We can get the report form step 4 by running the ipyrad report command again from the command line:
ipyrad -p params-iptest.txt -r
In Step 5, ipyrad uses the calculated heterozygosity and error rates to create a consensus sequence for each cluster.
ipyrad_step5.job:
# /bin/sh
# ----------------Parameters---------------------- #
#$ -S /bin/sh
#$ -pe mthread 8
#$ -q sThC.q
#$ -l mres=64G,h_data=8G,h_vmem=8G
#$ -cwd
#$ -j y
#$ -N ipyrad_step5
#$ -o ipyrad_step5.log
#
# ----------------Modules------------------------- #
module load bioinformatics/ipyrad/0.9.74
#
# ----------------Your Commands------------------- #
#
echo + `date` job $JOB_NAME started in $QUEUE with jobID=$JOB_ID on $HOSTNAME
echo + NSLOTS = $NSLOTS
#
ipyrad -p params-iptest.txt -s 5 -c $NSLOTS
#
echo = `date` job $JOB_NAME done
Submit the job with: qsub ipyrad_step5.job.
Output
This step creates the directory iptest_consens/ which has the consensus sequences.
Like before, you can get a report of this step by running: ipyrad -p params-iptest.txt -r
Step 6 is the first step that combines the sequencing from all the samples. It uses the consensus sequences from Step 5 that were calculated for each sample individually and results in clusters of similar sequences between loci.

§ **WHAT TO WORK ON**
(a) Summarize the ipyrad excerpt in two sentences.
(b) Quote the ipyrad excerpt word for word, beginning at the words "We can get the" and stopping after "for each cluster.".

§ **DATA UNDER STUDY**
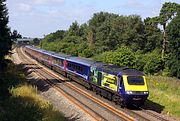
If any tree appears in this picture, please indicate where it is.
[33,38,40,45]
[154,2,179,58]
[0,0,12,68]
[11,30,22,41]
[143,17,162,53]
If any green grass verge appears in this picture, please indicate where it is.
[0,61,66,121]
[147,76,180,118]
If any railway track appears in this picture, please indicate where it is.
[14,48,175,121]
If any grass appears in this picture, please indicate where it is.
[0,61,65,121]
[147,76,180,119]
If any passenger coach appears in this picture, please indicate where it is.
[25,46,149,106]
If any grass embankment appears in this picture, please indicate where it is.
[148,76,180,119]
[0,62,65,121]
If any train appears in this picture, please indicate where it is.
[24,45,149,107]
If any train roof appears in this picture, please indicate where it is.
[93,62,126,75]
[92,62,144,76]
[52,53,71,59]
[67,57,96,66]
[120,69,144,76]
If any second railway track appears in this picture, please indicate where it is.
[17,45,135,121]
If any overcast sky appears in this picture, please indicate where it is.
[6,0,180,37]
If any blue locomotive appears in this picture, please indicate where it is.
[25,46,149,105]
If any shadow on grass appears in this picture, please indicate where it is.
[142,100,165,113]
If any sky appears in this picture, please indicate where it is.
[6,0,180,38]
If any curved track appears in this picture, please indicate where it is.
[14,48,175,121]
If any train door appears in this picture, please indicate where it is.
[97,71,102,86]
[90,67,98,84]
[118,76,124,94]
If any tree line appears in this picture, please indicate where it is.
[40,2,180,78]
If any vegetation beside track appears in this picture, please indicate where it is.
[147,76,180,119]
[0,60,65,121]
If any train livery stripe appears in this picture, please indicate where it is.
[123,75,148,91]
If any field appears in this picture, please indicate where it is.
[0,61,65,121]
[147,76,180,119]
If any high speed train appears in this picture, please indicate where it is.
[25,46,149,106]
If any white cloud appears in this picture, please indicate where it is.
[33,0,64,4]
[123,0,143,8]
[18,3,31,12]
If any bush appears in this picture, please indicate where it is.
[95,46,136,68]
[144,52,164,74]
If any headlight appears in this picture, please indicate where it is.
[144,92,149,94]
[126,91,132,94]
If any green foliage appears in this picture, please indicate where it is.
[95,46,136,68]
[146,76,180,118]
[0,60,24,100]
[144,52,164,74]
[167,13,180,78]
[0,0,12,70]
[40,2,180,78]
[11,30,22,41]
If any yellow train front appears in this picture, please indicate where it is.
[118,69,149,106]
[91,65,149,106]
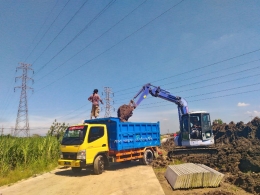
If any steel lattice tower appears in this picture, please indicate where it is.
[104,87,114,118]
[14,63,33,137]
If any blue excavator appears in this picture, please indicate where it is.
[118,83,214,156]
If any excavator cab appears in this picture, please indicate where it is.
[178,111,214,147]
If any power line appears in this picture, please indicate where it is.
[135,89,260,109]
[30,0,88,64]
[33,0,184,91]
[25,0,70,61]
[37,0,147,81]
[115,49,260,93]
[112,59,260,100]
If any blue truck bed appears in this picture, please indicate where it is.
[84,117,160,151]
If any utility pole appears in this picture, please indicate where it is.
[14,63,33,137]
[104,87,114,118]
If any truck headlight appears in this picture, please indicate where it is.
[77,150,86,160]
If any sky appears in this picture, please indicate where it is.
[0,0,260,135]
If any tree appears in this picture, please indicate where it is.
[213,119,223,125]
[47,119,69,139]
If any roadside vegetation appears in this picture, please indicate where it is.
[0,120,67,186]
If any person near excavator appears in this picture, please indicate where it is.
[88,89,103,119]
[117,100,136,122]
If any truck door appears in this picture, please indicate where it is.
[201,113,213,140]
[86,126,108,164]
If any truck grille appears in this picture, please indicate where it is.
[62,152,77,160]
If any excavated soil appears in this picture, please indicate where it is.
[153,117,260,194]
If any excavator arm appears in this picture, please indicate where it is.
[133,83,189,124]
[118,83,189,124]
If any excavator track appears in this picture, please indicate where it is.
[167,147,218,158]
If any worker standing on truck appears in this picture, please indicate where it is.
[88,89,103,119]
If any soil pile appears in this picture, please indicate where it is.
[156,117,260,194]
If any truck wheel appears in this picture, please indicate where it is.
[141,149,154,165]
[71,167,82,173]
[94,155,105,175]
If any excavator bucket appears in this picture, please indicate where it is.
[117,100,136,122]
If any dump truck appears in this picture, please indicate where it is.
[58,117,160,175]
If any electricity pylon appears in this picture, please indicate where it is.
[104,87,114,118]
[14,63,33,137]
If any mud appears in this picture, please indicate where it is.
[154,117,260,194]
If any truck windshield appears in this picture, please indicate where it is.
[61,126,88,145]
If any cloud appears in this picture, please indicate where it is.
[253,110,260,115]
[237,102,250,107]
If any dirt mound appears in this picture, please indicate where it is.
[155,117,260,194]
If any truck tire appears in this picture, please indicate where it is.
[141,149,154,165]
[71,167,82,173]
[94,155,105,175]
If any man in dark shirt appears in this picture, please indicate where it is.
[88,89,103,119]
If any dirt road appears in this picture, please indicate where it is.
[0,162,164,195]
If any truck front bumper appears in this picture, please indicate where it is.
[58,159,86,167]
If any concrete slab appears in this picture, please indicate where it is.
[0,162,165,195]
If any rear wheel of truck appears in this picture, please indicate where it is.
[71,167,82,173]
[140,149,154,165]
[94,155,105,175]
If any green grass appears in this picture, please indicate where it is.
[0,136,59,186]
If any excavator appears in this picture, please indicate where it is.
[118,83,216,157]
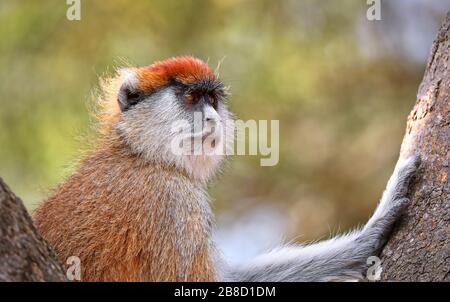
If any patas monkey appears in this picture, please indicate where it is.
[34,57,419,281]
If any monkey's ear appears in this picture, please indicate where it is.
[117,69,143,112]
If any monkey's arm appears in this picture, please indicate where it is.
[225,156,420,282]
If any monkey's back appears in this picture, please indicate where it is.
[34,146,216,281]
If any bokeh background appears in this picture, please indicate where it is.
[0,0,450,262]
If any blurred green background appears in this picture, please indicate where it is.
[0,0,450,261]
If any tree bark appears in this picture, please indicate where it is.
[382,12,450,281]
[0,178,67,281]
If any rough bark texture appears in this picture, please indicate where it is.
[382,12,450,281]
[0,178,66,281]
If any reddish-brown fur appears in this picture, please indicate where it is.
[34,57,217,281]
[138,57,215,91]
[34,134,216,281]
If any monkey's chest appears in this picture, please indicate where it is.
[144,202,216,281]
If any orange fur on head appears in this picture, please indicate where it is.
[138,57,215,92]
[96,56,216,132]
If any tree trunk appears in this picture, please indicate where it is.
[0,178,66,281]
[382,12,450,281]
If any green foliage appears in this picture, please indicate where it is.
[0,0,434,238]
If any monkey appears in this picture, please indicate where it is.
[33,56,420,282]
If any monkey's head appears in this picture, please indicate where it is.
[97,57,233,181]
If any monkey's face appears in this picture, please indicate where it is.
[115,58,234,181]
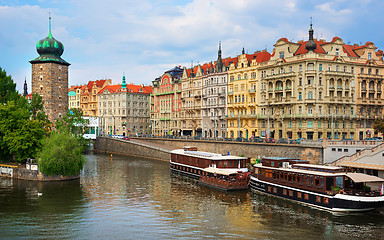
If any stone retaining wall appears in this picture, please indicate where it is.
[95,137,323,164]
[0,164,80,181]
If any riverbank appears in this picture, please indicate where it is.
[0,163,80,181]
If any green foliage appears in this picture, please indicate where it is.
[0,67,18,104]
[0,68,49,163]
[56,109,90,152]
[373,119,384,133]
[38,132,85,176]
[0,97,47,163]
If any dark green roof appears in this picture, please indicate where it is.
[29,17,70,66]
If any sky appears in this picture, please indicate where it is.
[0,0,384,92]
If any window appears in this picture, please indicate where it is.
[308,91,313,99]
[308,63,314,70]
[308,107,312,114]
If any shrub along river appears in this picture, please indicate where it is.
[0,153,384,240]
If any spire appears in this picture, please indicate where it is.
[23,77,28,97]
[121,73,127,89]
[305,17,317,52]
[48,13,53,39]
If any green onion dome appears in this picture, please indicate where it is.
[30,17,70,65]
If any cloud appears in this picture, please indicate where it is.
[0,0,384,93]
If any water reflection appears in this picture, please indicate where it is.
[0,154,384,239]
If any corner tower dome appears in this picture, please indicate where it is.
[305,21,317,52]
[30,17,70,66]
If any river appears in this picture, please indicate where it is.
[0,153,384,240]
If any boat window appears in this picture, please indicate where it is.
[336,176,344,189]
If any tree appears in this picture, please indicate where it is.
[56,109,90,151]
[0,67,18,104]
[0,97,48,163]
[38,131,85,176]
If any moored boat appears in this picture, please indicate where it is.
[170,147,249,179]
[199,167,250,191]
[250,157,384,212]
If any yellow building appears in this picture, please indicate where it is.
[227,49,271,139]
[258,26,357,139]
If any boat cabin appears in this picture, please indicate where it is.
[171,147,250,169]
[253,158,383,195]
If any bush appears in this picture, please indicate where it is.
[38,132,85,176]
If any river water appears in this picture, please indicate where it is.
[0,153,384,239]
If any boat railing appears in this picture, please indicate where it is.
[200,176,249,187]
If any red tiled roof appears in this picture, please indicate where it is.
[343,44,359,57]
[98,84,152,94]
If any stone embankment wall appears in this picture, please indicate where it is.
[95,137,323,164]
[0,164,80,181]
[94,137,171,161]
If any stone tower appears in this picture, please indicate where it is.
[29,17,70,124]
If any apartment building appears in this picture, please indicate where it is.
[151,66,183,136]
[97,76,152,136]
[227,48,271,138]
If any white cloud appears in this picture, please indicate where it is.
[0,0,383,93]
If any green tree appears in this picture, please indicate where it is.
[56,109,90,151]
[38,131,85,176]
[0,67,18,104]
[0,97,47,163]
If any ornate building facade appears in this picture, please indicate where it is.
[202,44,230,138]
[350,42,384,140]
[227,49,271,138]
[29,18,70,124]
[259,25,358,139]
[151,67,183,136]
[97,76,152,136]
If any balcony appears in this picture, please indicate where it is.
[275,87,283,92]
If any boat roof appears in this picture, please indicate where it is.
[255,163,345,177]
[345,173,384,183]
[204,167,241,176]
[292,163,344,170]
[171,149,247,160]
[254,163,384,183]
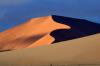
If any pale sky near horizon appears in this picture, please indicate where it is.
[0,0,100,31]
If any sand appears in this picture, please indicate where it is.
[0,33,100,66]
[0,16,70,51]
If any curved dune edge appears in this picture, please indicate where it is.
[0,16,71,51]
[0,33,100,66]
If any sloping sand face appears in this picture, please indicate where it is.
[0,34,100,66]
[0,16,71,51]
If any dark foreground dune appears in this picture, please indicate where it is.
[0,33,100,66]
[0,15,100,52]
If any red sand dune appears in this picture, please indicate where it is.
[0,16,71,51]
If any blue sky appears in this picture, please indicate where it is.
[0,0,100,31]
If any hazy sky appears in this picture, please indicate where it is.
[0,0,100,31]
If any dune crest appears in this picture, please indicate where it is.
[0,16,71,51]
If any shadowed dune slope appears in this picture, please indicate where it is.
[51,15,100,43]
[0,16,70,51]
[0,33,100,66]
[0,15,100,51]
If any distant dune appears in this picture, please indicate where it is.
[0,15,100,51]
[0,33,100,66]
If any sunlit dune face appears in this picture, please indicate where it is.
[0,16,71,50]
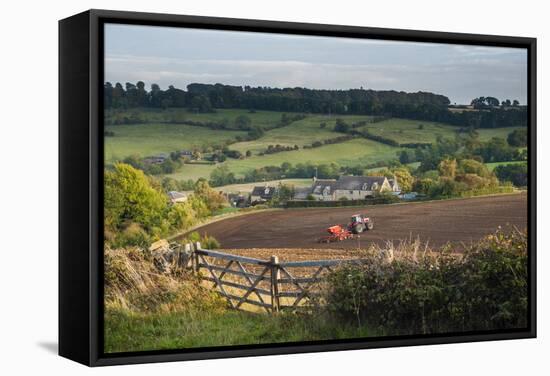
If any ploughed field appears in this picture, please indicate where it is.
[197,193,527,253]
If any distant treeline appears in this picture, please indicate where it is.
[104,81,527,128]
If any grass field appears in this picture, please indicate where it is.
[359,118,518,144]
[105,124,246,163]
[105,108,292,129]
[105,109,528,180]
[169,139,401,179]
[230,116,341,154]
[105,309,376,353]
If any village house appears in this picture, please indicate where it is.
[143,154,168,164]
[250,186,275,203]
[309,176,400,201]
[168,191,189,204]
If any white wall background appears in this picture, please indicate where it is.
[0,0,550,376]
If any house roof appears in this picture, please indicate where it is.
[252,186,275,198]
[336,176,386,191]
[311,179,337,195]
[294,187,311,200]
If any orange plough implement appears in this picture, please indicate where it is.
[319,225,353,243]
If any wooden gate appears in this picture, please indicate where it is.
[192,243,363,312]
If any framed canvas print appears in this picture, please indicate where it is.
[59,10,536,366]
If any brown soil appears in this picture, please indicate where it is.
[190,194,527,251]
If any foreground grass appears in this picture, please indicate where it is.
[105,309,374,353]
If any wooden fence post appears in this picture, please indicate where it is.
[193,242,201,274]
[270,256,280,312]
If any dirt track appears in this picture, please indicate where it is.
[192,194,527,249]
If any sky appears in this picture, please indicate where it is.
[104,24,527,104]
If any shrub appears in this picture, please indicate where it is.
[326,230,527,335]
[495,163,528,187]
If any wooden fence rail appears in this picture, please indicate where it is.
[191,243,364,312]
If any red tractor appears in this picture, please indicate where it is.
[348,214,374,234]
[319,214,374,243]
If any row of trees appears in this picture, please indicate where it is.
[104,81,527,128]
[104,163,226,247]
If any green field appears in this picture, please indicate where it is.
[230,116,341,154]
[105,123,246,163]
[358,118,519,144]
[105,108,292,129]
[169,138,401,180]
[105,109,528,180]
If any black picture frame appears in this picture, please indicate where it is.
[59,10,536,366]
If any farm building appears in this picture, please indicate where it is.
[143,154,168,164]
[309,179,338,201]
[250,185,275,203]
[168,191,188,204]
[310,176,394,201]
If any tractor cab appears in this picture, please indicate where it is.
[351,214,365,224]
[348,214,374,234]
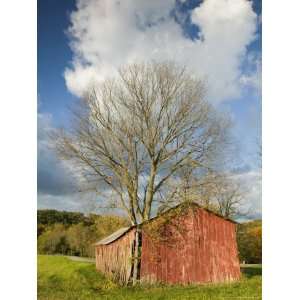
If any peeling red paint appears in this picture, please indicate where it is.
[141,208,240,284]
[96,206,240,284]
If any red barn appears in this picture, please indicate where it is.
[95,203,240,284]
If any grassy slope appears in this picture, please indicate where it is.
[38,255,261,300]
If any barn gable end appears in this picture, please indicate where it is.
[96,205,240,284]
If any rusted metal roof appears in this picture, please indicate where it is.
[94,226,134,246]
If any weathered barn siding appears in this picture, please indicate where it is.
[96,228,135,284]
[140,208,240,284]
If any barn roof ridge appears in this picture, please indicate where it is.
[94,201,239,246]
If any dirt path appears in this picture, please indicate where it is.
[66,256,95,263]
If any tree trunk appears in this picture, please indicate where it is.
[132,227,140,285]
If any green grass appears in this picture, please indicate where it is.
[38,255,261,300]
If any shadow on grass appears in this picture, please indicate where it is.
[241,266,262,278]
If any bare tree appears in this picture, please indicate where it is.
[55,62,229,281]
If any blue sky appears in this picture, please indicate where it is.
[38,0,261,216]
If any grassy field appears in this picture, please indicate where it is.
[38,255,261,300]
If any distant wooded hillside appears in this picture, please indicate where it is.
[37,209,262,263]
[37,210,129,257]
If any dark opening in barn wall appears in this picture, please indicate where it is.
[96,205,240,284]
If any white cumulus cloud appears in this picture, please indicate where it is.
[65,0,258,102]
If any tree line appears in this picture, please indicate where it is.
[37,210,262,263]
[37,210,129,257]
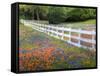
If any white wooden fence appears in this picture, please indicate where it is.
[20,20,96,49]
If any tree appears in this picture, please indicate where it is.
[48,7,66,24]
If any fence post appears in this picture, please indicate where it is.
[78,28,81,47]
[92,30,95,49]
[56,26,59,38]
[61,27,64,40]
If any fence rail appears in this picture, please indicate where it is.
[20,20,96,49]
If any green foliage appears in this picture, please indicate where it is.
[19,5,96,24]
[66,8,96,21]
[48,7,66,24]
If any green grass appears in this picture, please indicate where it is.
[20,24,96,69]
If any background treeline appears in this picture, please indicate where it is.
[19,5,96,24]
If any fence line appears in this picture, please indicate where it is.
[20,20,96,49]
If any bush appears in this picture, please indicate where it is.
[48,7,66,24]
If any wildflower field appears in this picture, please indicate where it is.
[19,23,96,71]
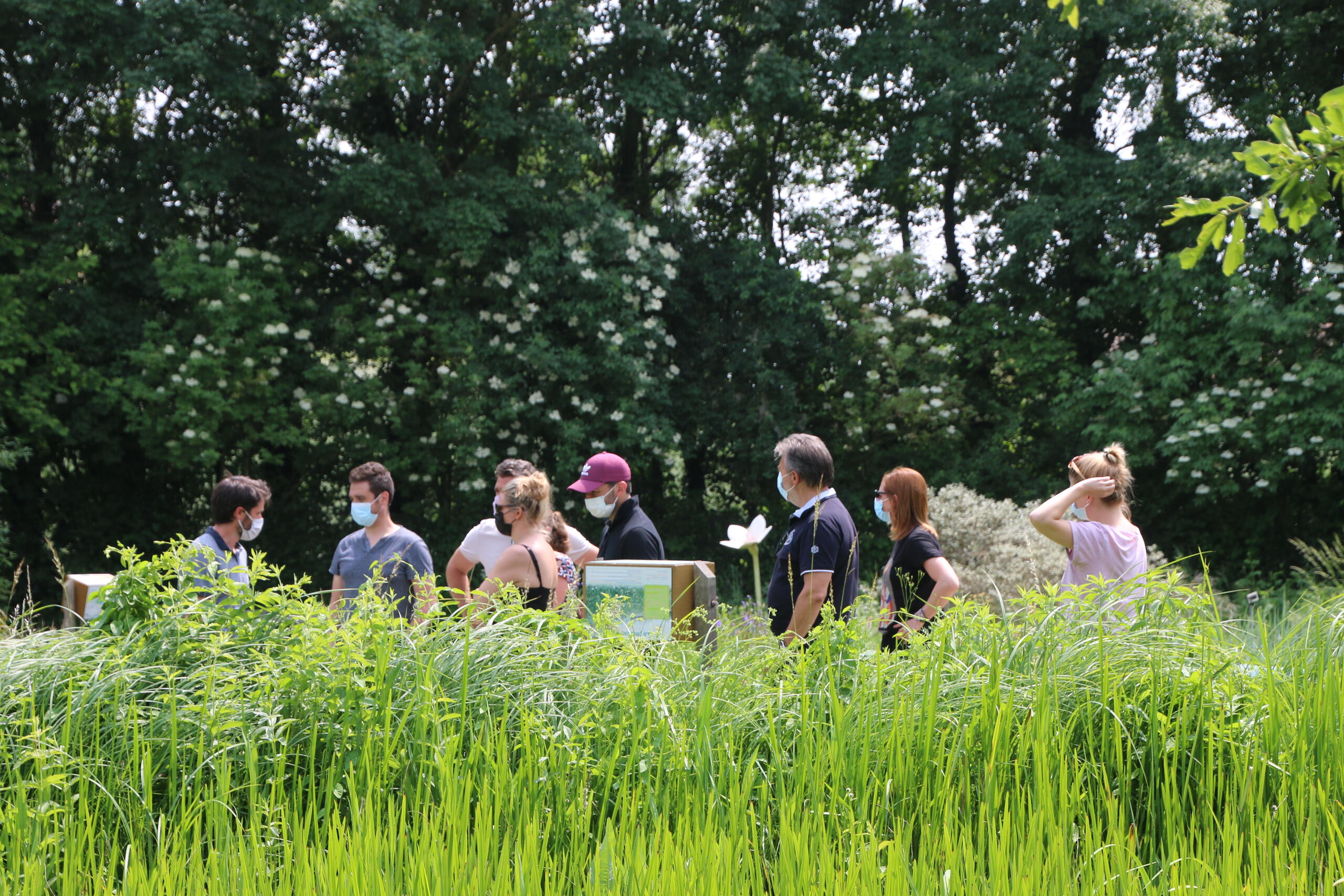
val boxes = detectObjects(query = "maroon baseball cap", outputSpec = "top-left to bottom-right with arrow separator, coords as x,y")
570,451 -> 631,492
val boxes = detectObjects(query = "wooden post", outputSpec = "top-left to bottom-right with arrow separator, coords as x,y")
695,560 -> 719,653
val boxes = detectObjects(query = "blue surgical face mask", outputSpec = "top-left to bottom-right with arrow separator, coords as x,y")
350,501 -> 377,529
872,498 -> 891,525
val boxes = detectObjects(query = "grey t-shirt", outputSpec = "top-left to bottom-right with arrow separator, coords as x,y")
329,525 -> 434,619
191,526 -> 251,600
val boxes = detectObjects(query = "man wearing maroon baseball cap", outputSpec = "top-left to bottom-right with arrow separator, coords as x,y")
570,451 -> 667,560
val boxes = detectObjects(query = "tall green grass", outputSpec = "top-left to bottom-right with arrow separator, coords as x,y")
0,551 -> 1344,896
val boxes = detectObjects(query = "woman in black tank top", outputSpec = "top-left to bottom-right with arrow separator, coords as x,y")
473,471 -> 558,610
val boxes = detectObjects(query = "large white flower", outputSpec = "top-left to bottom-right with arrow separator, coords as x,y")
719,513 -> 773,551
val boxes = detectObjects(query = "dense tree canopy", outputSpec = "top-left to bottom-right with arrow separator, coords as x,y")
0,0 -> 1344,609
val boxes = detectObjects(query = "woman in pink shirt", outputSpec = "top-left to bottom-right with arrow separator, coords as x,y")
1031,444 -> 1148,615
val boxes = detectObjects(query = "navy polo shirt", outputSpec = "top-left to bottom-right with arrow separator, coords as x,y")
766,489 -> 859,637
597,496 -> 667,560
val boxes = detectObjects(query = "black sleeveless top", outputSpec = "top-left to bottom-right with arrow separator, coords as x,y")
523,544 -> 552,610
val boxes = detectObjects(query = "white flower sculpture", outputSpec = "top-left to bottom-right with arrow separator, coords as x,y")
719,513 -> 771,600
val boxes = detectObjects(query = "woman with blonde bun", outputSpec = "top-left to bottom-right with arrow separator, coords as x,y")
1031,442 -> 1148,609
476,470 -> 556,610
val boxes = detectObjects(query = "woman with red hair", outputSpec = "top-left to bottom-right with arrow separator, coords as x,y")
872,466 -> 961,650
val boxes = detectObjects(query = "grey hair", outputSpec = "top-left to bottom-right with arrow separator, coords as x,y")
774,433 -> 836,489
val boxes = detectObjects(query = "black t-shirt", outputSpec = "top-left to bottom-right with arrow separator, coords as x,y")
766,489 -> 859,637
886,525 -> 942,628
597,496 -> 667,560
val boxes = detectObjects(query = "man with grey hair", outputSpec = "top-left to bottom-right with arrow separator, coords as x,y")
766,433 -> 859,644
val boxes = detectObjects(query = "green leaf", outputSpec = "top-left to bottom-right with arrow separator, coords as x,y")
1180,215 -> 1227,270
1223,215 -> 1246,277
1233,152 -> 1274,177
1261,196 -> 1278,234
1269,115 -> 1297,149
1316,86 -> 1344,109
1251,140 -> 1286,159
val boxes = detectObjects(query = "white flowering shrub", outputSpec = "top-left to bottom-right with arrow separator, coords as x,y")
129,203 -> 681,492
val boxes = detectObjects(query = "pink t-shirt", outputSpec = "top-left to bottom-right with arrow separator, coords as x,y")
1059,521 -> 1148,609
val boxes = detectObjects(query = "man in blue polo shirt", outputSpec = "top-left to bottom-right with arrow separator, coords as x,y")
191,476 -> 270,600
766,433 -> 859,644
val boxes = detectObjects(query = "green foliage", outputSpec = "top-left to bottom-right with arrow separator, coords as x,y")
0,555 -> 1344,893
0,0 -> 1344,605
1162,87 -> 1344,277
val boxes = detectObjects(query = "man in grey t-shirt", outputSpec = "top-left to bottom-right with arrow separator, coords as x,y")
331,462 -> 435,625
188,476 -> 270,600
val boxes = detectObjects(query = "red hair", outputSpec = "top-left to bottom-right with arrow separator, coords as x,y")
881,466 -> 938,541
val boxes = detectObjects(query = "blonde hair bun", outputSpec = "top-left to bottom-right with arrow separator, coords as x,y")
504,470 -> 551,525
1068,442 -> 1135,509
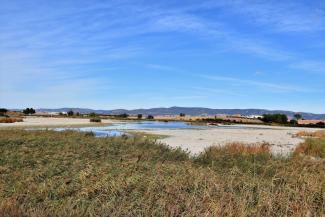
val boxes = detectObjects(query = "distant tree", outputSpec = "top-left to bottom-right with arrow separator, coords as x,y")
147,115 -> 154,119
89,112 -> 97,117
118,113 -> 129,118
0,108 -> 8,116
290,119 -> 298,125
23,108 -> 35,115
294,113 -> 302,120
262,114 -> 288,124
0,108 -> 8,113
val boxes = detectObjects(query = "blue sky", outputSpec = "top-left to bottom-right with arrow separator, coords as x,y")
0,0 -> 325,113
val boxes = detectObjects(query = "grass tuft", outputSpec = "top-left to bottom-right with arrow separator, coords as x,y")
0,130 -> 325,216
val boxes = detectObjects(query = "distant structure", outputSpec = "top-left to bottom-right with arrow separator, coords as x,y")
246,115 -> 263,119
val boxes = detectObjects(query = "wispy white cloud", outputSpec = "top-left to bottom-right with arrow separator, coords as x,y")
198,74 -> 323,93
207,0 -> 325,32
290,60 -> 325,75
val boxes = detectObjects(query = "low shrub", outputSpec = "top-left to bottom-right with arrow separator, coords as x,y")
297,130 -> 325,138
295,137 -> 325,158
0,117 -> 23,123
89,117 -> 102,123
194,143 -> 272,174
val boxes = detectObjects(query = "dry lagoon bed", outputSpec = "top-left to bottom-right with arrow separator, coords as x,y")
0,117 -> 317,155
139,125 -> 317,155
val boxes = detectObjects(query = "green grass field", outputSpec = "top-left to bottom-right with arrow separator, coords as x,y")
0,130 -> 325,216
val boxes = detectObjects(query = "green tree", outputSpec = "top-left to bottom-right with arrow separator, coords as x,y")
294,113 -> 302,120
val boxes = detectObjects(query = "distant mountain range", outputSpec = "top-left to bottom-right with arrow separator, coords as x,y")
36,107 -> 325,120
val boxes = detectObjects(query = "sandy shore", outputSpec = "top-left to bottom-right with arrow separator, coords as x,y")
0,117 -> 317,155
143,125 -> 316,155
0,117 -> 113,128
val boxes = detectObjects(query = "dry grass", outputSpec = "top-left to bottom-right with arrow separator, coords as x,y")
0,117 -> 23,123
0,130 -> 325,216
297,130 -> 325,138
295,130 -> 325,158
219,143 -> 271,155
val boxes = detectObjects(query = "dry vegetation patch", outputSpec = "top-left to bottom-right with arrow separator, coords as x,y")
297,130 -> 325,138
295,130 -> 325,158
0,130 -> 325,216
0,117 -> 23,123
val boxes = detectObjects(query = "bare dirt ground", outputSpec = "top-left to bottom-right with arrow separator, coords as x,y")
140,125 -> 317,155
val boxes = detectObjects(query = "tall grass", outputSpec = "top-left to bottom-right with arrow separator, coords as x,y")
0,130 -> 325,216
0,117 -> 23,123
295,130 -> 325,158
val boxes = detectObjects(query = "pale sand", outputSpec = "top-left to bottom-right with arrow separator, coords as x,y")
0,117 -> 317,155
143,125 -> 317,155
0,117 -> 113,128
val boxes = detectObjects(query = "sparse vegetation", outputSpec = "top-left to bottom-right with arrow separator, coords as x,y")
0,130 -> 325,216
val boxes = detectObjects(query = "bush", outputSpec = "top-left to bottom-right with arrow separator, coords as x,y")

§ **TASK-BY-TASK OUTPUTS**
(a) In Step 5, ipyrad uses the calculated heterozygosity and error rates to build a consensus sequence for each cluster; the step is run through a job script submitted with qsub and creates the directory iptest_consens/, and its report can be obtained by running ipyrad -p params-iptest.txt -r. Step 6 is the first step that combines the sequencing from all the samples, using the consensus sequences calculated for each sample in Step 5 to produce clusters of similar sequences between loci.

(b)
We can get the report form step 4 by running the ipyrad report command again from the command line:
ipyrad -p params-iptest.txt -r
In Step 5, ipyrad uses the calculated heterozygosity and error rates to create a consensus sequence for each cluster.